— CHALLENGE —
Output every item below as a two-column CSV with the header text,answer. Each item gets one row, with its text and its answer each in a single quoted field, line breaks replaced by spaces, and the pictures left out.

#####

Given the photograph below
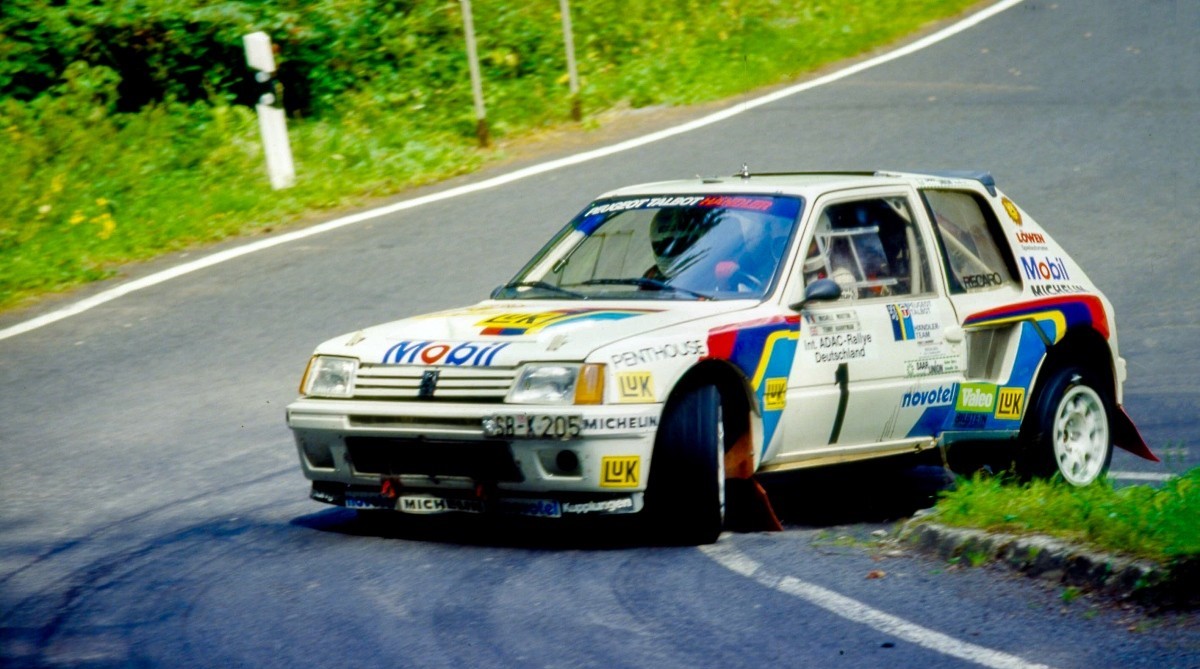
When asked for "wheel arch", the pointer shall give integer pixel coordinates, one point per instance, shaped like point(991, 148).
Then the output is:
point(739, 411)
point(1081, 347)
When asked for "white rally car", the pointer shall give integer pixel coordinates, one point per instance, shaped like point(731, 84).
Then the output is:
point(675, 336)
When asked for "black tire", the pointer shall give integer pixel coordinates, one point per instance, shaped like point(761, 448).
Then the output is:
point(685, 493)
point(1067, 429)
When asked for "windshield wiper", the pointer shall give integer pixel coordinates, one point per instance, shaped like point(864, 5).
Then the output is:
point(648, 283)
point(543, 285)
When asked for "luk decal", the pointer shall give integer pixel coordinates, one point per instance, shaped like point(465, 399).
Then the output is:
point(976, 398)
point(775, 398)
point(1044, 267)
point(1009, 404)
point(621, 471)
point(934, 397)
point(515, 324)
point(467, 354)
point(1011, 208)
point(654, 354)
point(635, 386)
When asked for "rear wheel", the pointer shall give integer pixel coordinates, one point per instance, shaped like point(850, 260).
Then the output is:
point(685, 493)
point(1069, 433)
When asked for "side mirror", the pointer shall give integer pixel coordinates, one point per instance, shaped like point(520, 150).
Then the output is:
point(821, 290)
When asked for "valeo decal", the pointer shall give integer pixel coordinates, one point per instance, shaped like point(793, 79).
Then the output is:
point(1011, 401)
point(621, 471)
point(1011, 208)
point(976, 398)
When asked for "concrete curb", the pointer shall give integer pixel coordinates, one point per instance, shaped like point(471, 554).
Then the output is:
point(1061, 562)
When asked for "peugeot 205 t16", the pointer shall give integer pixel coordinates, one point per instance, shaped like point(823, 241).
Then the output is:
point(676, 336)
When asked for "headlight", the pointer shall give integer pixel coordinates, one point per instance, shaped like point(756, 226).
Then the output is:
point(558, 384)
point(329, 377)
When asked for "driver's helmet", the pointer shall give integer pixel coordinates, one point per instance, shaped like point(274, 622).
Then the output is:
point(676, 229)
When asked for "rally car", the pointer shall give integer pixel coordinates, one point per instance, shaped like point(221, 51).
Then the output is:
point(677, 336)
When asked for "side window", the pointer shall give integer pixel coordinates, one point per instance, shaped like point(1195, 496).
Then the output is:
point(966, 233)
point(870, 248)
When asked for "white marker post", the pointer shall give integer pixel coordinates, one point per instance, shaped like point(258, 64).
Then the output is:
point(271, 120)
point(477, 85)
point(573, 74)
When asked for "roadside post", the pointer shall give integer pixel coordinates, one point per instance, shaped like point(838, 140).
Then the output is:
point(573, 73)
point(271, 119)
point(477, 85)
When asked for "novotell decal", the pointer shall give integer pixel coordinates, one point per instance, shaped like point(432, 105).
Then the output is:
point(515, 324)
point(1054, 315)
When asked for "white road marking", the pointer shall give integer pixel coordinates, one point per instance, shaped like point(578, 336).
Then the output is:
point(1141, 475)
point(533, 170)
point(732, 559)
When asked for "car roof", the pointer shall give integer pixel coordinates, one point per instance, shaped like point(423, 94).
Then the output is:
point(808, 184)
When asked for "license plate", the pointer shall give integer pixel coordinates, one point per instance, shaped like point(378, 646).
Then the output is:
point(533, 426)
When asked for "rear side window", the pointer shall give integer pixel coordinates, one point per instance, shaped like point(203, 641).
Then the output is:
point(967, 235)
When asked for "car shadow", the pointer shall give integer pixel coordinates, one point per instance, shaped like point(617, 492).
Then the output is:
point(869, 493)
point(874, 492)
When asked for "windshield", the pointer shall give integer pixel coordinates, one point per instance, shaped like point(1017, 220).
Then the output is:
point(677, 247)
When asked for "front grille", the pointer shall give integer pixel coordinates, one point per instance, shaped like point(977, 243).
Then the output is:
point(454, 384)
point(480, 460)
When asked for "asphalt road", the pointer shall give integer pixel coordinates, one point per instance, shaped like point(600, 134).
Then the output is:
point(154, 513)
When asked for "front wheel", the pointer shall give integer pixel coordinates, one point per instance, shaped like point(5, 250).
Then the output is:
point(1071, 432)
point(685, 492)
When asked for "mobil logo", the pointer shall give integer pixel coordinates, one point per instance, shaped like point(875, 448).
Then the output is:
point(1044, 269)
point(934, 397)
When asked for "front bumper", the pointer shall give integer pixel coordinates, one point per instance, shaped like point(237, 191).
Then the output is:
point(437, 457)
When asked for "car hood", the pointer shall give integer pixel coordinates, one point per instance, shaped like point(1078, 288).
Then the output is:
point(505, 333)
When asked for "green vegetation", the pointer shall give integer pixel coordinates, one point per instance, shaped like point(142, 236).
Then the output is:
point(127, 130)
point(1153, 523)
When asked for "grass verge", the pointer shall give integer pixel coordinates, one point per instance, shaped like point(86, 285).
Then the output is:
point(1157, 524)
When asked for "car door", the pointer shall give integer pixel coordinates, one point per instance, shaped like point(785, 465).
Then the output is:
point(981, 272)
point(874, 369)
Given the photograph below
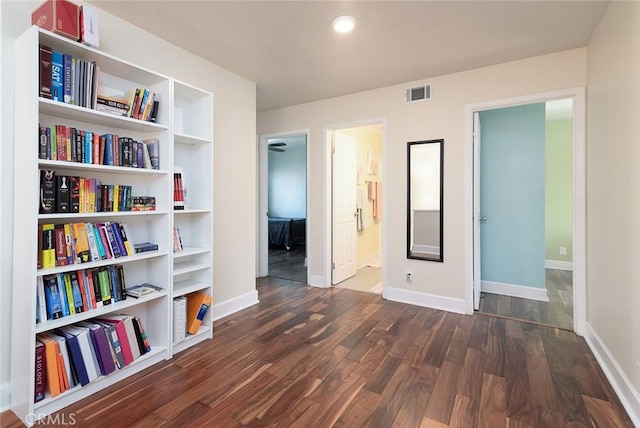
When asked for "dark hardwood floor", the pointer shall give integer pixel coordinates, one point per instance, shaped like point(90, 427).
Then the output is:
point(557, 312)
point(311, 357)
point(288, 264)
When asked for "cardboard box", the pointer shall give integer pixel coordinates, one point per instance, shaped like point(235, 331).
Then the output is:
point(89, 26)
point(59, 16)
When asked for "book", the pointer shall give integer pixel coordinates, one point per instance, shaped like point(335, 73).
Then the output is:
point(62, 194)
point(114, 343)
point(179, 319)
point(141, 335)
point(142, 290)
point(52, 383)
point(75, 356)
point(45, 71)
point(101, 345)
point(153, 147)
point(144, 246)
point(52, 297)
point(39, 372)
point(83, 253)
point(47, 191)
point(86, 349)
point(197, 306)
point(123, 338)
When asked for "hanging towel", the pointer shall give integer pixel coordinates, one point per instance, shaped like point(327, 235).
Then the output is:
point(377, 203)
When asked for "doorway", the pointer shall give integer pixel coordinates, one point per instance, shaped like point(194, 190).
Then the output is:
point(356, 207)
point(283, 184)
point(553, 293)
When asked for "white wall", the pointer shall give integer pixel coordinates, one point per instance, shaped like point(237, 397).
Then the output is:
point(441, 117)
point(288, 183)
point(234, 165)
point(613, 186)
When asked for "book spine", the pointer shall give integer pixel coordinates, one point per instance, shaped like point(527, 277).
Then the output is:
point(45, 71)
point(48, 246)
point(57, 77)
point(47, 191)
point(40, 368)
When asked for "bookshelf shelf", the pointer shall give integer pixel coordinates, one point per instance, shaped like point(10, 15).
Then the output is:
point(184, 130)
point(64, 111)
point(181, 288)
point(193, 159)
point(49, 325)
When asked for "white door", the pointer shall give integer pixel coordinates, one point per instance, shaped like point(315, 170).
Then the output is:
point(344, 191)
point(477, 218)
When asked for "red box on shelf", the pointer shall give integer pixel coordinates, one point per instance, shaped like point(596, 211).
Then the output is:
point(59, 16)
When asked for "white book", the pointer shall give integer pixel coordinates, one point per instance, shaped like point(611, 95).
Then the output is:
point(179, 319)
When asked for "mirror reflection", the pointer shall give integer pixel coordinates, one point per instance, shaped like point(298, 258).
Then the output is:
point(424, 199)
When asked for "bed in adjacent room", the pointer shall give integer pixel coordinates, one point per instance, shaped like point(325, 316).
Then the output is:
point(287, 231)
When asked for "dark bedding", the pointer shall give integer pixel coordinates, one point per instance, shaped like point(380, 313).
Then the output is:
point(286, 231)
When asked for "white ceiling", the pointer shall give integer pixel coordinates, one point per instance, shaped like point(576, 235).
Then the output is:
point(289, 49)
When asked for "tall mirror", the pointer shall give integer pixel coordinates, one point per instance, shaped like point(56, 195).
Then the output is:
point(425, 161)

#####

— RESULT —
text,answer
"Given the photograph below When asked for ""wheel arch"", the pointer shall give integer pixel coordinates, one point per instance, shaped like point(991, 148). Then the output is:","point(739, 411) point(1081, 347)"
"When asked for ""white rally car"", the pointer shall give integer pixel coordinates, one point per instance, shaped like point(731, 84). Then the output is:","point(675, 336)"
"When asked for ""black tire"", the pointer shall give integer pixel coordinates, one point per instance, shaped like point(761, 448). Then the output is:","point(685, 493) point(1067, 429)"
"When asked for ""windshield wiper"", the pointer shall give integer pixel coordinates, one point per instance, shaped like point(864, 5). Then the output is:","point(648, 283) point(543, 285)"
"When asked for ""luk decal"", the pointer shall give integer pixel coordinates, one point per instance, shaped like point(465, 399). Then the output is:","point(976, 398) point(775, 398) point(1044, 267) point(1009, 404) point(621, 471) point(934, 397) point(515, 324) point(467, 354) point(1011, 208) point(654, 354) point(635, 386)"
"When asked for ""rear wheel"", the pointer shall give integer pixel coordinates, one point per instance, shaped like point(850, 260). Then the output is:","point(685, 493) point(1069, 433)"
"When asked for ""side mirror"", the pointer shall give integer pixel coordinates, one point per instance, shaped like point(520, 150). Then the output is:","point(821, 290)"
"When asked for ""valeo decal"", the pointer shall give integer pixel coordinates, one point per instance, shaped like point(793, 79). Then the output is:","point(1011, 401) point(621, 471) point(1011, 208) point(976, 398)"
"When asked for ""concrete curb"", the pointer shall give integer pixel coordinates, one point per instance, shaped like point(471, 554). Then the output is:","point(1061, 562)"
"When asked for ""peugeot 205 t16"", the pointer shall give integer pixel coordinates, one point per instance, shaped like point(823, 241). Then the output is:","point(676, 336)"
"When asked for ""headlight"", the pointer shall give integer pixel coordinates, one point per instance, shaped like point(756, 226). Then the output is:","point(558, 384) point(329, 377)"
"When asked for ""driver's helmet"", the pointer shall give integer pixel coordinates, one point per instance, shaped like point(274, 622). Then the output is:","point(676, 229)"
"When asked for ""rally car"", the pointer shall give integer pixel coordinates, one point per instance, shaped like point(221, 51). Then the output is:","point(677, 336)"
"When asked for ""side window"", the pointer shall give integer pixel coordinates, one point per instance, shaped like point(1195, 496). Then the output is:","point(966, 233) point(870, 248)"
"When asked for ""white marker post"", the pointer shall give integer pixel coordinates, one point per instance, shaped like point(258, 64). Then the output is:","point(271, 120) point(477, 85) point(573, 74)"
"When asked for ""roadside post"", the pointer shall give integer pixel coordinates, one point per instance, shaped like point(838, 140). Then the output is:","point(573, 73) point(271, 119) point(477, 85)"
"When asked for ""novotell decal"", the pointer shall give integer pixel coordinates, one point per instance, shaped like point(432, 105). Then the output is:","point(515, 324) point(1054, 315)"
"When asked for ""white road marking"", the pointer shall give integer pixel coordinates, one point per instance, shaped like point(578, 336). Then the output is:","point(1141, 475) point(533, 170) point(732, 559)"
"When asked for ""car roof"", the pointer shall give integer pixel coordinates, one point per instance, shaped like point(423, 94). Then the output is:","point(808, 184)"
"When asked for ""license plate"", the pointer shall give integer pixel coordinates, one point per instance, shaped like point(378, 646). Then the output is:","point(533, 426)"
"When asked for ""rear side window"", the pointer shall give integer pixel coordinates, one point per instance, shaped like point(203, 641). Then the output is:","point(967, 235)"
"When asked for ""car shadow"", the pointer shall give integer pixel coordinates, one point per instance, shaped like point(617, 492). Then the output is:","point(869, 493) point(874, 492)"
"When asked for ""windshield"", the pointer shall give integer pixel coordinates, one point per instance, shaped like point(1017, 220). Then the output is:","point(677, 247)"
"When asked for ""front grille"", the pointer shall give integer pixel coordinates, one point per instance, shaped like point(977, 243). Then the output is:","point(454, 384) point(480, 460)"
"When asked for ""asphalt road"", the pointer shall give integer pixel coordinates, one point per instance, shaped like point(600, 134). Then the output is:","point(154, 513)"
"When asked for ""front wheel"", the pointer shall give integer pixel coordinates, one point per instance, shaped like point(5, 250). Then the output is:","point(1071, 432) point(685, 492)"
"When asked for ""mobil logo"", the pointer shall give integer pixel coordinates, one point per instance, shaped like point(875, 448). Then the output is:","point(1044, 269) point(934, 397)"
"When asked for ""front bumper"", the pointer shall give integer pixel coordinates, one point per instance, shaped like point(237, 191). Then the output is:","point(437, 457)"
"When asked for ""car hood"", the pointer shall give integer pixel coordinates, one point per instance, shaped like point(1078, 288). Then the output is:","point(505, 333)"
"When asked for ""green vegetation"", the pointer shall give integer pixel coordinates, one point per instance, shaped like point(142, 236). Then the output is:","point(127, 130) point(1153, 523)"
"When asked for ""grass verge"", the pointer shall give integer pixel coordinates, one point per instance, shaped like point(86, 285). Then the output is:","point(1157, 524)"
"When asked for ""car door"", the pointer shall give integer pixel coordinates, one point per instance, shaped like point(785, 465). Then the output is:","point(981, 272) point(874, 369)"
"Given the photograph below When asked for ""dark hardwood floor"", the pointer shall give integer pixel coordinates, one point per instance, shaped like point(90, 427). Then the output is:","point(557, 312) point(311, 357) point(288, 264)"
"When asked for ""cardboard box"", the pointer shall give integer pixel coordinates, one point per instance, shaped like point(235, 331). Then the output is:","point(89, 26) point(59, 16)"
"When asked for ""book"", the pointer shall give integer pixel coordinates, one point per instance, shaped like point(335, 73). Then the output is:","point(62, 194) point(114, 343) point(179, 319) point(141, 335) point(142, 290) point(52, 383) point(75, 356) point(45, 71) point(101, 345) point(153, 147) point(144, 246) point(52, 297) point(39, 372) point(83, 253) point(47, 191) point(86, 349) point(197, 306) point(123, 338)"
"When asked for ""hanging towel"", the pointer shall give integer pixel coordinates, one point per instance, shaped like point(327, 235). Then the output is:","point(377, 203)"
"When asked for ""doorway"", the pointer shall give integer pixel coordinates, one point per instance, shaped like point(194, 190). Then the output is:","point(356, 207) point(283, 184) point(553, 293)"
"When asked for ""white wall"", the pointer shall give integer pixel coordinates, one point per instance, shaped like point(237, 397). Then the output is:","point(441, 117) point(288, 183) point(234, 165) point(613, 186)"
"When asked for ""book spine"", the pointer shall give integer pixel coordinates, one point per instance, shaped like point(527, 277). Then the output is:","point(45, 71) point(48, 246) point(57, 77) point(47, 191) point(40, 368)"
"When asked for ""bookshelf shelf"", the pointer shall give integer pixel coordinates, one point per instance, shaped like point(10, 15). Then the output is:","point(184, 130) point(64, 111) point(181, 288) point(193, 159) point(49, 325)"
"When asked for ""white door"", the pointer shall give integer pixel coordinates, one point per instance, shaped like point(315, 170). Then the output is:","point(344, 191) point(477, 218)"
"When asked for ""red box on shelf"", the pointer shall give integer pixel coordinates, one point per instance, shaped like point(596, 211). Then the output is:","point(59, 16)"
"When asked for ""white book"", the pointer shall give integer pixel coordinates, one point per instance, shaped like point(611, 95). Then the output is:","point(179, 319)"
"When asked for ""mirror reflection"", the pointer shall give integer pixel coordinates, one point per instance, shaped like point(298, 258). Then the output is:","point(424, 199)"
"When asked for ""bed in adjacent room"", the pointer shall give integer pixel coordinates, one point per instance, shaped like point(325, 316). Then the output is:","point(287, 231)"
"When asked for ""dark bedding"", the pointer shall give integer pixel coordinates, one point per instance, shaped like point(380, 313). Then the output is:","point(286, 231)"
"When asked for ""white ceiling"", the pointer shall give integer pixel coordinates, one point per instance, shaped like point(576, 235). Then the output is:","point(289, 49)"
"When asked for ""tall mirror"", the pointer shall give integer pixel coordinates, one point per instance, shaped like point(56, 195). Then the output is:","point(425, 161)"